Selected extract
On Mon, 2006-04-17 at 20:12 +0100, Dan Creswell wrote:
>
> Isn't the argument supposed to be that even those systems that don't
> support it can still be relatively easily integrated? Or are we
> actually stating (perhaps as the politics comment below suggests) that
> we expect all suppliers of all products to provide support out of the box?
That's exactly what I'm saying .. :). The following may be far fetched
today for WS-*, but let me give you two analogies:
(1) English: If you do business in China, you do it in Chinese (or
Mandarin or whatever). If its in Japan, its Japanese. If you want to do
biz between China and Japan, then you can either:
- buy a J2C connector in China to convert to Japanese (or vice versa in
Japan)
- or both convert to some common format
The latter approach is what EDI was. What CORBA/IIOP was. What RMI/IIOP
was. And XML/WS-* is. The only advantage XML (and WS-*) has over those
is that its not by design advantaging one platform (e.g., Endian-ness of
IIOP) and therefore everyone's willing to support it by converting to
it. That is, the Chinese and the Japanese will do business with each
other by using English as the integration language: they will each
convert to English.
(2) IP: No, not the intellectual property variety but rather the
Inter-net Protocol variety :-). Why was IP created? Because back then
there were all kinds of other network protocols that were used in
islands of networks. Hence the need for the "inter-"net protocol to
bridge all those disparate networks. IP is like the English or the WS-*
of the integration world. Over time, everyone started offering IP
support .. and of course now we no longer have any other network for the
most part (except in high end scenarios) and IP finds its way directly
into my computer and probably yours.

Data provided

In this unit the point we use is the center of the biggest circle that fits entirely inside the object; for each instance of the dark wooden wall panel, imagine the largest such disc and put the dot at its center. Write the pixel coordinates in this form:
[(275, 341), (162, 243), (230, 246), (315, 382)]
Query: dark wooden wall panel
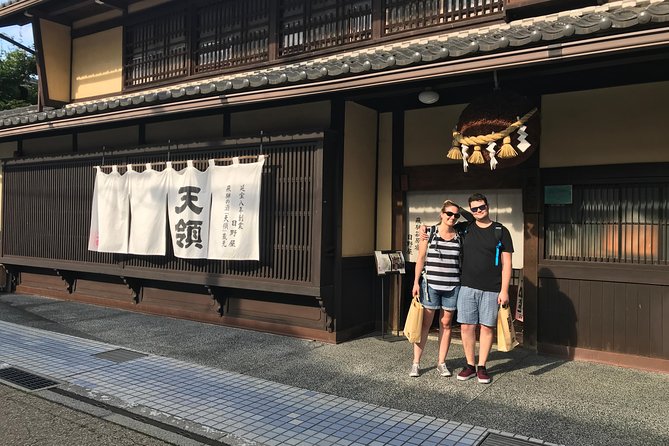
[(596, 315), (626, 318), (620, 305), (48, 214), (608, 315)]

What this task involves
How would you render this sentence from the email about integration standards in Spanish: "IP is like the English or the WS-* of the integration world."?

Finished exercise
IP es como el inglés o el WS-* del mundo de la integración.